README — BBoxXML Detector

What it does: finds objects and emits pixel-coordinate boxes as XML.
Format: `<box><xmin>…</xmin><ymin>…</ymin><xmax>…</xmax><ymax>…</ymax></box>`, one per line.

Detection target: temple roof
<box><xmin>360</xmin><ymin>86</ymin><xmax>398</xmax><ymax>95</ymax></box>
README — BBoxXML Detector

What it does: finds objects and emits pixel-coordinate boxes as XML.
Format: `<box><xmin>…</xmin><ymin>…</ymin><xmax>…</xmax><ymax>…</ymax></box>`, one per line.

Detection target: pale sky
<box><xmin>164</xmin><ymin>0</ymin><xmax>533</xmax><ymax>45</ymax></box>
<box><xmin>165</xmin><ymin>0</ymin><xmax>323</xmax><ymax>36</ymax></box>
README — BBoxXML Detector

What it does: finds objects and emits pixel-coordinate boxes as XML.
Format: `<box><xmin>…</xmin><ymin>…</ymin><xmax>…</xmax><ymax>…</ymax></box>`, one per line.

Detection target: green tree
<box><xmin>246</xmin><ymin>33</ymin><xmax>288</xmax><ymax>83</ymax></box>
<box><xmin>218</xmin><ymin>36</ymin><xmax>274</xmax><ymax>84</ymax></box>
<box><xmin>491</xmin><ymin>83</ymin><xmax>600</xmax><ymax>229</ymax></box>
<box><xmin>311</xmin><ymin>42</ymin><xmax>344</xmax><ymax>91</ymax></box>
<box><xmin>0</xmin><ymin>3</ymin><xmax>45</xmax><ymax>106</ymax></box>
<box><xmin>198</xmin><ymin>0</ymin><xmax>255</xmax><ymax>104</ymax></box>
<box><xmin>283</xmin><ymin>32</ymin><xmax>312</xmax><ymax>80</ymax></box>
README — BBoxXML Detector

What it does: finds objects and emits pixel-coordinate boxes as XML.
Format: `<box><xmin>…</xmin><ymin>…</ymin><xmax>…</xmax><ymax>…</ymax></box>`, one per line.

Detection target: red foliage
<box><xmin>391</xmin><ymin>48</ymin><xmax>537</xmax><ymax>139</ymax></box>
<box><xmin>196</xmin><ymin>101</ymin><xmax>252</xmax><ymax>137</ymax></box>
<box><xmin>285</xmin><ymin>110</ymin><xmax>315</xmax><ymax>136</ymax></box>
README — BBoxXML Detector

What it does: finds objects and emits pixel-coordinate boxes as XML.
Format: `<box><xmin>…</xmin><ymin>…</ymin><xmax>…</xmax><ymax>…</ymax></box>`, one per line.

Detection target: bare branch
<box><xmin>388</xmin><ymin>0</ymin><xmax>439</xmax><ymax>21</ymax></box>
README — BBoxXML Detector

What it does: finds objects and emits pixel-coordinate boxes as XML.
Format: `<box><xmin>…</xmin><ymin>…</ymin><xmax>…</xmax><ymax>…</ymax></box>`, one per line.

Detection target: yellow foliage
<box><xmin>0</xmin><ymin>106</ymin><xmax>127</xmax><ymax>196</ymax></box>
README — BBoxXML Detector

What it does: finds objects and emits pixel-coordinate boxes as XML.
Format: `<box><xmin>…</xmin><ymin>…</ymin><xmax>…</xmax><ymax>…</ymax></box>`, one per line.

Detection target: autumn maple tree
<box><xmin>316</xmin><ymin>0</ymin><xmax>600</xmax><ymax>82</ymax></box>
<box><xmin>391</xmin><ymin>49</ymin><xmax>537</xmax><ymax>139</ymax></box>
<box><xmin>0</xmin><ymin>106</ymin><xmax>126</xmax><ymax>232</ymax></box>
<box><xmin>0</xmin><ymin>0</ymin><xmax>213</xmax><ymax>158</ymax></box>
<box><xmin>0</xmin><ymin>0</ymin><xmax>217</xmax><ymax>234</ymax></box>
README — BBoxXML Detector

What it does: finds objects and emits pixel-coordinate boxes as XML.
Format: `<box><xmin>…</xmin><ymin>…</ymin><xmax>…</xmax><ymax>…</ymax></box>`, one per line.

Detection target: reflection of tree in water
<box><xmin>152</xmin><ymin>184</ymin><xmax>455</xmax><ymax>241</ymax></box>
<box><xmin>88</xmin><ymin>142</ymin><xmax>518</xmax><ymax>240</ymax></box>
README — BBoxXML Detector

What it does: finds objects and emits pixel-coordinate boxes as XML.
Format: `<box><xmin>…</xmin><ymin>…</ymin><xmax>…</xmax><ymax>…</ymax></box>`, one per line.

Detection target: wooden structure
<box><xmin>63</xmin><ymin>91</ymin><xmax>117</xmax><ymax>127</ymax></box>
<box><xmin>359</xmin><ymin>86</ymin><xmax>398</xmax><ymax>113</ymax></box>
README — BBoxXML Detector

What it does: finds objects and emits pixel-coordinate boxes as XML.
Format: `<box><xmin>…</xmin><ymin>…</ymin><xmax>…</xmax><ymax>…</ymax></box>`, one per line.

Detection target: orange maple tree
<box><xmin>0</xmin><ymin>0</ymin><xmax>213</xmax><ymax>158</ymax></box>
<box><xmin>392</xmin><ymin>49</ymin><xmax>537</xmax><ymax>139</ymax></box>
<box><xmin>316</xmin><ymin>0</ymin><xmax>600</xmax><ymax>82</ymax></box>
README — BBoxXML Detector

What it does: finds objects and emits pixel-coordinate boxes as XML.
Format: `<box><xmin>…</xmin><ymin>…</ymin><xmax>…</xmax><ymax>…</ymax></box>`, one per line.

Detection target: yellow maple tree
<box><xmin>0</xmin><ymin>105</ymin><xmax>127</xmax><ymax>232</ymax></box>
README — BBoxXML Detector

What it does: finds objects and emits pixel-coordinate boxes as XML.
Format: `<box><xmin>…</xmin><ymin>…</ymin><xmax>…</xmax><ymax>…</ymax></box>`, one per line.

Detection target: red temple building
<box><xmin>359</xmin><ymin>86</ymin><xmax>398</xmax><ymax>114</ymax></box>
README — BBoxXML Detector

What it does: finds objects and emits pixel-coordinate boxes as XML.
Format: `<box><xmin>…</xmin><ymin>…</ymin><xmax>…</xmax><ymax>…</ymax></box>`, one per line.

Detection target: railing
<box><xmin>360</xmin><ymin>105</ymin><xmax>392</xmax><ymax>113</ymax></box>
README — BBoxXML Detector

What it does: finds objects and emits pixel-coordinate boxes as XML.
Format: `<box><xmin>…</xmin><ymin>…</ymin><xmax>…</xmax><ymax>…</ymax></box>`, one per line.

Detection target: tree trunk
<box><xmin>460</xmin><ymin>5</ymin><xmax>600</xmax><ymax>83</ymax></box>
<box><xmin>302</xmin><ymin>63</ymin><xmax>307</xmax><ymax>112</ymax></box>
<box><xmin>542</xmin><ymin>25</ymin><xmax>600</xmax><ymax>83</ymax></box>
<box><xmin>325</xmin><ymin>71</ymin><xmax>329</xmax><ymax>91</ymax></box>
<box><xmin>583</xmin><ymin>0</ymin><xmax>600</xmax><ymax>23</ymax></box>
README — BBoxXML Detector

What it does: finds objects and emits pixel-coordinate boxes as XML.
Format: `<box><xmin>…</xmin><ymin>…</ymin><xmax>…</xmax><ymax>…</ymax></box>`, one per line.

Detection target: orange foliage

● EXERCISE DESCRIPTION
I'd like the records returned exactly as they were written, please.

● SOLUTION TO THIS EXERCISE
README — BBoxXML Detector

What it does: finds objects and emits pixel-coordinate boxes as XML.
Format: `<box><xmin>…</xmin><ymin>…</ymin><xmax>…</xmax><ymax>…</ymax></box>`, one per line.

Detection target: temple roof
<box><xmin>360</xmin><ymin>86</ymin><xmax>398</xmax><ymax>95</ymax></box>
README — BBoxXML Detector

What it does: finds objects and emits pixel-coordinate boxes as XML.
Format: `<box><xmin>…</xmin><ymin>…</ymin><xmax>…</xmax><ymax>…</ymax></box>`, one per line.

Detection target: pale sky
<box><xmin>164</xmin><ymin>0</ymin><xmax>533</xmax><ymax>45</ymax></box>
<box><xmin>165</xmin><ymin>0</ymin><xmax>323</xmax><ymax>36</ymax></box>
README — BBoxXML Detector

What it does: finds objects and emits pixel-coordinate boxes as XML.
Format: `<box><xmin>…</xmin><ymin>…</ymin><xmax>…</xmax><ymax>…</ymax></box>`, one per line.

Detection target: green tree
<box><xmin>246</xmin><ymin>33</ymin><xmax>288</xmax><ymax>83</ymax></box>
<box><xmin>218</xmin><ymin>36</ymin><xmax>274</xmax><ymax>84</ymax></box>
<box><xmin>491</xmin><ymin>83</ymin><xmax>600</xmax><ymax>229</ymax></box>
<box><xmin>311</xmin><ymin>42</ymin><xmax>344</xmax><ymax>91</ymax></box>
<box><xmin>0</xmin><ymin>3</ymin><xmax>45</xmax><ymax>106</ymax></box>
<box><xmin>198</xmin><ymin>0</ymin><xmax>255</xmax><ymax>104</ymax></box>
<box><xmin>283</xmin><ymin>32</ymin><xmax>312</xmax><ymax>80</ymax></box>
README — BBoxXML Detector

What it does: finds objects and emits pixel-coordinate boxes as XML.
Format: `<box><xmin>…</xmin><ymin>…</ymin><xmax>…</xmax><ymax>…</ymax></box>`, one per line.

Detection target: red foliage
<box><xmin>391</xmin><ymin>48</ymin><xmax>537</xmax><ymax>139</ymax></box>
<box><xmin>196</xmin><ymin>101</ymin><xmax>252</xmax><ymax>137</ymax></box>
<box><xmin>285</xmin><ymin>110</ymin><xmax>315</xmax><ymax>136</ymax></box>
README — BBoxXML Detector

What it does: finds objects and emits pixel-coordinate boxes as XML.
Format: `<box><xmin>…</xmin><ymin>…</ymin><xmax>…</xmax><ymax>…</ymax></box>`, one per line.

Detection target: bare branch
<box><xmin>388</xmin><ymin>0</ymin><xmax>439</xmax><ymax>21</ymax></box>
README — BBoxXML Detector

What it does: finds objects and emits pixel-coordinate boxes as XML.
Format: `<box><xmin>…</xmin><ymin>…</ymin><xmax>…</xmax><ymax>…</ymax></box>`, one per line.

Detection target: yellow foliage
<box><xmin>0</xmin><ymin>106</ymin><xmax>127</xmax><ymax>196</ymax></box>
README — BBoxXML Detector

What it does: finds objects and emits pixel-coordinate boxes as XML.
Format: `<box><xmin>…</xmin><ymin>…</ymin><xmax>…</xmax><ymax>…</ymax></box>`, one per line.

Detection target: autumn maple tree
<box><xmin>316</xmin><ymin>0</ymin><xmax>600</xmax><ymax>82</ymax></box>
<box><xmin>391</xmin><ymin>49</ymin><xmax>537</xmax><ymax>139</ymax></box>
<box><xmin>0</xmin><ymin>106</ymin><xmax>126</xmax><ymax>232</ymax></box>
<box><xmin>0</xmin><ymin>0</ymin><xmax>213</xmax><ymax>158</ymax></box>
<box><xmin>0</xmin><ymin>0</ymin><xmax>217</xmax><ymax>234</ymax></box>
README — BBoxXML Detector

What it does: finds objects and emits pixel-coordinate boxes as XML.
Format: `<box><xmin>…</xmin><ymin>…</ymin><xmax>…</xmax><ymax>…</ymax></box>`, one per line.

Detection target: reflection of tree in water
<box><xmin>152</xmin><ymin>184</ymin><xmax>455</xmax><ymax>241</ymax></box>
<box><xmin>88</xmin><ymin>142</ymin><xmax>518</xmax><ymax>240</ymax></box>
README — BBoxXML Detector

What it does: finds objects and emits pixel-coordinate boxes as XML.
Format: `<box><xmin>…</xmin><ymin>…</ymin><xmax>…</xmax><ymax>…</ymax></box>`, one per line.

Detection target: wooden structure
<box><xmin>63</xmin><ymin>91</ymin><xmax>117</xmax><ymax>127</ymax></box>
<box><xmin>359</xmin><ymin>86</ymin><xmax>398</xmax><ymax>113</ymax></box>
README — BBoxXML Detector

What it does: finds objects and emits pixel-coordinate boxes as XML.
Format: `<box><xmin>…</xmin><ymin>…</ymin><xmax>…</xmax><ymax>…</ymax></box>`, one per line.

Detection target: orange maple tree
<box><xmin>0</xmin><ymin>0</ymin><xmax>213</xmax><ymax>158</ymax></box>
<box><xmin>392</xmin><ymin>49</ymin><xmax>537</xmax><ymax>139</ymax></box>
<box><xmin>316</xmin><ymin>0</ymin><xmax>600</xmax><ymax>82</ymax></box>
README — BBoxXML Detector

What it does: finds objects and emits pixel-coordinate boxes as XML.
Format: `<box><xmin>…</xmin><ymin>…</ymin><xmax>…</xmax><ymax>…</ymax></box>`, one per line.

Detection target: yellow maple tree
<box><xmin>0</xmin><ymin>105</ymin><xmax>127</xmax><ymax>232</ymax></box>
README — BBoxXML Detector

What it does: finds objects and emits pixel-coordinate boxes as XML.
Format: `<box><xmin>…</xmin><ymin>…</ymin><xmax>…</xmax><ymax>…</ymax></box>`, one per line.

Detection target: red temple building
<box><xmin>359</xmin><ymin>86</ymin><xmax>398</xmax><ymax>114</ymax></box>
README — BBoxXML Detector

What it does: finds objects and emits pixel-coordinate boxes as XML.
Format: `<box><xmin>…</xmin><ymin>…</ymin><xmax>…</xmax><ymax>…</ymax></box>`, one per line.

Detection target: railing
<box><xmin>360</xmin><ymin>105</ymin><xmax>392</xmax><ymax>113</ymax></box>
README — BBoxXML Detector

What it does: finds objects and emits pixel-coordinate boxes as XML.
Format: `<box><xmin>…</xmin><ymin>…</ymin><xmax>…</xmax><ymax>…</ymax></box>`, one per line.

Detection target: tree trunk
<box><xmin>460</xmin><ymin>5</ymin><xmax>600</xmax><ymax>83</ymax></box>
<box><xmin>302</xmin><ymin>63</ymin><xmax>307</xmax><ymax>112</ymax></box>
<box><xmin>542</xmin><ymin>25</ymin><xmax>600</xmax><ymax>83</ymax></box>
<box><xmin>325</xmin><ymin>71</ymin><xmax>329</xmax><ymax>91</ymax></box>
<box><xmin>583</xmin><ymin>0</ymin><xmax>600</xmax><ymax>23</ymax></box>
README — BBoxXML Detector

What it does: finds objects and emits pixel-coordinate boxes as XML.
Format: `<box><xmin>…</xmin><ymin>…</ymin><xmax>…</xmax><ymax>…</ymax></box>`, one per line.

Detection target: orange foliage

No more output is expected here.